*** THE INPUT Section Begins ***

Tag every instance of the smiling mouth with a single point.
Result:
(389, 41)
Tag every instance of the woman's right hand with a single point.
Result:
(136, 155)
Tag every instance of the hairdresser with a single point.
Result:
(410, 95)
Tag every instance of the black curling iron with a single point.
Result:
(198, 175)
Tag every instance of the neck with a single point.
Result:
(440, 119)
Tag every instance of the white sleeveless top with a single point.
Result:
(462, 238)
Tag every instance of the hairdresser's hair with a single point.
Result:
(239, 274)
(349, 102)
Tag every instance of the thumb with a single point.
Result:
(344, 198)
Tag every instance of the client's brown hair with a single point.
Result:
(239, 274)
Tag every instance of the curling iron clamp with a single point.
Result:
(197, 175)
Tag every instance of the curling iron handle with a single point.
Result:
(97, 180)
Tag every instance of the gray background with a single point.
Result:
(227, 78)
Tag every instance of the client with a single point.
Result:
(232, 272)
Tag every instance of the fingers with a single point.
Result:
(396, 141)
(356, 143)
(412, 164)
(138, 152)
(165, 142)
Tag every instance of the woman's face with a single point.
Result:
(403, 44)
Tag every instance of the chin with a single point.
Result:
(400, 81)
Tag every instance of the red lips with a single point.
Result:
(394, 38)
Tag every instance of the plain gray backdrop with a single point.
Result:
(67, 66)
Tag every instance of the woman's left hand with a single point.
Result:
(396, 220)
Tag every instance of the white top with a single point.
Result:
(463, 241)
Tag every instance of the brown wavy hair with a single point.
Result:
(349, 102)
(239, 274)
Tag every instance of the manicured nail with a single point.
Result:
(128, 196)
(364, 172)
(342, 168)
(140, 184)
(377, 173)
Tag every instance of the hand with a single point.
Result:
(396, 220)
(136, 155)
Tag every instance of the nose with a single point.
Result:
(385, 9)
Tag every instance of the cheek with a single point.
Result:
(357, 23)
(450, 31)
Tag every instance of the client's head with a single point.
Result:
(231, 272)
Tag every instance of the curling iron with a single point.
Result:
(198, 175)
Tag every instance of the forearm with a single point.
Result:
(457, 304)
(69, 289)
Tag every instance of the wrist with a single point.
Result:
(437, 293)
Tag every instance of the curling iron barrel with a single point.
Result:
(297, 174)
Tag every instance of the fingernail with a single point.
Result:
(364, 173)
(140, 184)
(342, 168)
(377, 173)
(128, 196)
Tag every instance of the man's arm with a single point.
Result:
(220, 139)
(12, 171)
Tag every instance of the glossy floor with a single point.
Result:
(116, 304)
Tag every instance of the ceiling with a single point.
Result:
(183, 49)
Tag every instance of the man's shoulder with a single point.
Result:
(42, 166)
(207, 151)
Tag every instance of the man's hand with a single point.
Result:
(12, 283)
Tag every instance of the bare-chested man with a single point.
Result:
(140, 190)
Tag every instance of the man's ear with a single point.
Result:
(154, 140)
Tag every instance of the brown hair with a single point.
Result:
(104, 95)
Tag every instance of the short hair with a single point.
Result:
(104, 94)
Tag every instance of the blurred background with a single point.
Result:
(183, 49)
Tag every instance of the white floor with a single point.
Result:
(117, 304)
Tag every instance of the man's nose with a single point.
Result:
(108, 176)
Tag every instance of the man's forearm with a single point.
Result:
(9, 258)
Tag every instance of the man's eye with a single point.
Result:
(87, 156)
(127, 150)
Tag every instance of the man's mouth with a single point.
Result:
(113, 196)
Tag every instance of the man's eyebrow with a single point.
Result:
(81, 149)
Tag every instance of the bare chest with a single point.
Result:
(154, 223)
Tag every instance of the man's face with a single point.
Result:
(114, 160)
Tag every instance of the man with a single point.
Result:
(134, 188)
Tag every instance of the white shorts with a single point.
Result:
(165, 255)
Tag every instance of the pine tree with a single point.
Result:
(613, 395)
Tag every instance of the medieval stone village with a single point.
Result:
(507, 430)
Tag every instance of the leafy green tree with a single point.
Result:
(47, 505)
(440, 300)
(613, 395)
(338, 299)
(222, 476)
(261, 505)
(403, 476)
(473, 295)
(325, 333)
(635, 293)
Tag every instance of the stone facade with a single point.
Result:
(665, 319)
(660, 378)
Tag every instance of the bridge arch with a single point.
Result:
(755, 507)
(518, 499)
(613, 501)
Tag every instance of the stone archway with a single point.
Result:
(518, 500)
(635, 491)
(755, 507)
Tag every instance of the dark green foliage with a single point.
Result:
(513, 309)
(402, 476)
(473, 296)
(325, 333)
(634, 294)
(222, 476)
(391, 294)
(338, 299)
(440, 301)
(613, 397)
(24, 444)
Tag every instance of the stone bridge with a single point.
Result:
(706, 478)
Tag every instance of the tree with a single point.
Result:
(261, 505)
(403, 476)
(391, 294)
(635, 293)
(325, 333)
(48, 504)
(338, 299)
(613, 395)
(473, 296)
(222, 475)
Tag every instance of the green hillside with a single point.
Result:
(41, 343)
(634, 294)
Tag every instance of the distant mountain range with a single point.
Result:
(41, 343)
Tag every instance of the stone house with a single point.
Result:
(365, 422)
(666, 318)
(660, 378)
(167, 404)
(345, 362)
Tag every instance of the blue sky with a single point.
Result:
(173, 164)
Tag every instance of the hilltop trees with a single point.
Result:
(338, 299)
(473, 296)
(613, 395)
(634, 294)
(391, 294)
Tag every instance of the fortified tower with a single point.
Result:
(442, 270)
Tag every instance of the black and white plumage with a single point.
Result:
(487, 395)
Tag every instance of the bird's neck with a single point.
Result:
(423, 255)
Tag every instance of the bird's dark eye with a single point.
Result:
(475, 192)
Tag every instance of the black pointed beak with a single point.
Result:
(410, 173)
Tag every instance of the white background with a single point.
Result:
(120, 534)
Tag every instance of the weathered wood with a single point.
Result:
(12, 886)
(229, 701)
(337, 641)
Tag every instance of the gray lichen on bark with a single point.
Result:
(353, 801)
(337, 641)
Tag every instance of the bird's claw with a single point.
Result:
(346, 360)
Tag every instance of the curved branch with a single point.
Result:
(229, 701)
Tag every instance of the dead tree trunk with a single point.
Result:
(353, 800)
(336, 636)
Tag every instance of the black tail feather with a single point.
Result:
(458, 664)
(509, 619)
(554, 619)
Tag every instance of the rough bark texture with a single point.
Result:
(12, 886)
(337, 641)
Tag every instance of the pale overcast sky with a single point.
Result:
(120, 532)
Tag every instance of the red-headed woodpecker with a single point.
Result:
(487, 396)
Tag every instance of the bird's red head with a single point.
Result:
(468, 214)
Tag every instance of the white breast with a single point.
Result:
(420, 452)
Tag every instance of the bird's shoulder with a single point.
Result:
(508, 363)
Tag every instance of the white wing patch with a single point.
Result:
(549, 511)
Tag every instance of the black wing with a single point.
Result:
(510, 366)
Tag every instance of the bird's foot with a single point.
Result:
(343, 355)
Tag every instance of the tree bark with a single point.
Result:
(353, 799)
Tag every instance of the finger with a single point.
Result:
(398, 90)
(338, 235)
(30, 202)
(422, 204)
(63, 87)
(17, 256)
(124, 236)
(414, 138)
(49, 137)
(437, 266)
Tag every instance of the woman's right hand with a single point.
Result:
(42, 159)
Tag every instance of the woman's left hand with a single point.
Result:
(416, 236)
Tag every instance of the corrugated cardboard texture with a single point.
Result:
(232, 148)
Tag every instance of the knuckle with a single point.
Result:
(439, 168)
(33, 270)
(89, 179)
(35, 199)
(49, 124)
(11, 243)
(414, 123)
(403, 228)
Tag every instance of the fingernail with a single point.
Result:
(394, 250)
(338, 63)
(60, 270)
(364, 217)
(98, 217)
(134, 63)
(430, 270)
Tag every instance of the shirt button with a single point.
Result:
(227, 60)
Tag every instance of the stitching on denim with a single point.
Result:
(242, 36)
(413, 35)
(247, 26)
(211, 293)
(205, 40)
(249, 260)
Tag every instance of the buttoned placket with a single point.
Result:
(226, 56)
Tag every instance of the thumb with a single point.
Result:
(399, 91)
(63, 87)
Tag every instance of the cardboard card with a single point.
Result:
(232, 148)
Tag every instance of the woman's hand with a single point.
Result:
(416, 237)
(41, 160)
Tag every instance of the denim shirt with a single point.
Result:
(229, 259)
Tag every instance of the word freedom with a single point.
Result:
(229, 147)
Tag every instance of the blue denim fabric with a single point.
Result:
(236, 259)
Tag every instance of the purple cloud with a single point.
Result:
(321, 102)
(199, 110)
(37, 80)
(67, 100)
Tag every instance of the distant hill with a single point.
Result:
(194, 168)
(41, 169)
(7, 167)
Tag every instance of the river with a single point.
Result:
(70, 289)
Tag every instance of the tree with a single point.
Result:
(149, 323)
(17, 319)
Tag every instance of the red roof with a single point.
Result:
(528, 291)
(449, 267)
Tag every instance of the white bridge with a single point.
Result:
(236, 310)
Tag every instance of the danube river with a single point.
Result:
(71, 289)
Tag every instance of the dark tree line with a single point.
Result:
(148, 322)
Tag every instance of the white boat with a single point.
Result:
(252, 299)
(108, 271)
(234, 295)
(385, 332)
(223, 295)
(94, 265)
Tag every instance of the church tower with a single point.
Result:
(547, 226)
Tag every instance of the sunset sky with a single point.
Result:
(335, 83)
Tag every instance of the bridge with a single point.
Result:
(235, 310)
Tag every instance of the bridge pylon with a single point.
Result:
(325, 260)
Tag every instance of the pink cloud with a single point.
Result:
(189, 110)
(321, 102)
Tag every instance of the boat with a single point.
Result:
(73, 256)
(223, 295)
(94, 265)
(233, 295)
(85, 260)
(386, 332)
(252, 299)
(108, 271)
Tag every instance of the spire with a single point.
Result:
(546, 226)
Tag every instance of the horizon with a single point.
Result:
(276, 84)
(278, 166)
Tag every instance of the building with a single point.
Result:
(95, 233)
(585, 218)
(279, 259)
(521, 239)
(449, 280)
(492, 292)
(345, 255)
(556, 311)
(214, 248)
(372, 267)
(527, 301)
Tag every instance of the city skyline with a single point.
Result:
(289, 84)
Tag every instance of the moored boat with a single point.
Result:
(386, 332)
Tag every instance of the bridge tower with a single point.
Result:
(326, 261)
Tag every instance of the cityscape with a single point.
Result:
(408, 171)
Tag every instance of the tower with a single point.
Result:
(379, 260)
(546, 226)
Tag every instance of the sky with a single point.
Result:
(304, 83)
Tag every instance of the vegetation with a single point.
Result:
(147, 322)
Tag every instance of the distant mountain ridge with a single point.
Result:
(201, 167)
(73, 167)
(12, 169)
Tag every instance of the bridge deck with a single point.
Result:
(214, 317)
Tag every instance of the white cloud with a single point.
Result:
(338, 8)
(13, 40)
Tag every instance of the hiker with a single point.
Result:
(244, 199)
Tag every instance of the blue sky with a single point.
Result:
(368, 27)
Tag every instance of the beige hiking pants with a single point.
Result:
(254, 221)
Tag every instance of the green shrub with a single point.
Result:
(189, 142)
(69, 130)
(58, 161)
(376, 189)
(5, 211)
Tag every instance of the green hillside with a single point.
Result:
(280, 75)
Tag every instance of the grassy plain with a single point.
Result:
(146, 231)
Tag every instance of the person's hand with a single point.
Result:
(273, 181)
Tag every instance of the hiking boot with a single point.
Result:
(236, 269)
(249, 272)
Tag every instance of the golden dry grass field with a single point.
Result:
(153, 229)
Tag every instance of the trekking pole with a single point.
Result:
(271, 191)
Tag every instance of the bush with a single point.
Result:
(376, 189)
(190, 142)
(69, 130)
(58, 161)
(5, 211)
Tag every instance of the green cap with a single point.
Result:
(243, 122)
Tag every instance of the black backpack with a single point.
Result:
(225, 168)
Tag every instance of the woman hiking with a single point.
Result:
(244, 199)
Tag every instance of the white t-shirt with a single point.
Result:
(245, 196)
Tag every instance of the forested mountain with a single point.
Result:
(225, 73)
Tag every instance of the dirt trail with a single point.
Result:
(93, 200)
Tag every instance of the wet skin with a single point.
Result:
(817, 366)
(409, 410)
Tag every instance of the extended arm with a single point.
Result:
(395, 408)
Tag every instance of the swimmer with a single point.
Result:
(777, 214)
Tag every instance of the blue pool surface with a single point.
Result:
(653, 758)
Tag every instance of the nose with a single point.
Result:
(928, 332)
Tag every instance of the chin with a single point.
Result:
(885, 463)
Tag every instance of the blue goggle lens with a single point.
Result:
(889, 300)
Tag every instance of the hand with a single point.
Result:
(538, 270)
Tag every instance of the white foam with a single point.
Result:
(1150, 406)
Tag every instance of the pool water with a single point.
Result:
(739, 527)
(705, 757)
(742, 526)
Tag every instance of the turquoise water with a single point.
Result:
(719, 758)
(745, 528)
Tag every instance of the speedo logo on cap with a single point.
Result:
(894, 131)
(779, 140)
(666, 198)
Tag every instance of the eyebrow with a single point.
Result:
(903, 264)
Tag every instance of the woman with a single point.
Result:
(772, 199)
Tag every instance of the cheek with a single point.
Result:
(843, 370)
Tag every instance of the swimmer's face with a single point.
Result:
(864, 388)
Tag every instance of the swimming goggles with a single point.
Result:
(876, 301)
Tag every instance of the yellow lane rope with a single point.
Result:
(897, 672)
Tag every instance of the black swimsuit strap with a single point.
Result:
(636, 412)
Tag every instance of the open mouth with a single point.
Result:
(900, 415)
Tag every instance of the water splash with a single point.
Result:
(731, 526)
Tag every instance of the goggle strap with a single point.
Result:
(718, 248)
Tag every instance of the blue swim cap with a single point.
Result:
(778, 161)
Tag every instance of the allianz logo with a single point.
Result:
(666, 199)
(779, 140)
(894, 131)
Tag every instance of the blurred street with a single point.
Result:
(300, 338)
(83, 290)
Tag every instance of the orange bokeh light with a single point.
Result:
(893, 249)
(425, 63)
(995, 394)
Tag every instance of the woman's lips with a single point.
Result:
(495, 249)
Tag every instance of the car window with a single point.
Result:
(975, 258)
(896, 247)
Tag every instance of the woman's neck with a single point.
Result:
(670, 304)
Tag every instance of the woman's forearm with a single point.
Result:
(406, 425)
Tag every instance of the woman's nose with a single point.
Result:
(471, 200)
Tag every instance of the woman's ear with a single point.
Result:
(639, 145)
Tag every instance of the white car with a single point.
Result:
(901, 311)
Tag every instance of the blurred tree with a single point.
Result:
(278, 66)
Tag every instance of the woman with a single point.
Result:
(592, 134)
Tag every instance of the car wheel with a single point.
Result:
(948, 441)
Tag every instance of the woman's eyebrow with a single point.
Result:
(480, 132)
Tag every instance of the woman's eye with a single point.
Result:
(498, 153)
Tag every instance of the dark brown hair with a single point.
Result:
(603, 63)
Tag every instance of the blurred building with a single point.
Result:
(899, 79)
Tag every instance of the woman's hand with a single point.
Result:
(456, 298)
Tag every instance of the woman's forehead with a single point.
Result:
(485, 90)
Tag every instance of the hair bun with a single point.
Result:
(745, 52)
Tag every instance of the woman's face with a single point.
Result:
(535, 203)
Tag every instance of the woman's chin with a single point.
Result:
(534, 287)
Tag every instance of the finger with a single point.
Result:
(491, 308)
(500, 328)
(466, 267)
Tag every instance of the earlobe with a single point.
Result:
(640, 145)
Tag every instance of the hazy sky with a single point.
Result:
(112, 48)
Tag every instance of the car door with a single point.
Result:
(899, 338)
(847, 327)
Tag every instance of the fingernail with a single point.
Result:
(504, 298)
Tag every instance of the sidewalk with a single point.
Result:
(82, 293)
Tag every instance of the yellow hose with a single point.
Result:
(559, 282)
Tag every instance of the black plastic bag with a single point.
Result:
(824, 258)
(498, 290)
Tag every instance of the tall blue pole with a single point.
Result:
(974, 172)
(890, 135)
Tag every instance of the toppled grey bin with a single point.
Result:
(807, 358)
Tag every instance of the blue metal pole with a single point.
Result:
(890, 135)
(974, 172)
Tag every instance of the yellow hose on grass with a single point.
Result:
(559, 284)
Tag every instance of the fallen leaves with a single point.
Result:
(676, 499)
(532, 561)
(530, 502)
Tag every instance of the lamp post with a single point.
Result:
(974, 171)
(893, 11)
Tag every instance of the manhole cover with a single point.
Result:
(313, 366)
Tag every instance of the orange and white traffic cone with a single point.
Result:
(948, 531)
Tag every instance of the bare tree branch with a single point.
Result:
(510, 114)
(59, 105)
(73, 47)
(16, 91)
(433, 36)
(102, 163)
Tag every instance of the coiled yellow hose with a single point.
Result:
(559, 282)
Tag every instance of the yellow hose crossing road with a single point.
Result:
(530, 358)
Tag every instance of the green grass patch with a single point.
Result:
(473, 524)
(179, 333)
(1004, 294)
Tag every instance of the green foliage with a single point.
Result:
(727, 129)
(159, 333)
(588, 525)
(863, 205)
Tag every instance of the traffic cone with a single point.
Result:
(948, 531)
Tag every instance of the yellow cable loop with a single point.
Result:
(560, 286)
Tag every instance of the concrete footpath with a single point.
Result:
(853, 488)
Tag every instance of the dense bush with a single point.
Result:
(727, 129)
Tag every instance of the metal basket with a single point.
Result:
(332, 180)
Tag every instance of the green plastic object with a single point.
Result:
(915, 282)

*** THE INPUT Section Ends ***

■ TASK BRIEF:
Look through the data and show every line containing "building".

■ ANSWER TO THE EXERCISE:
Tag every instance of the building with a single point.
Tag every instance of the blurred building with a single point.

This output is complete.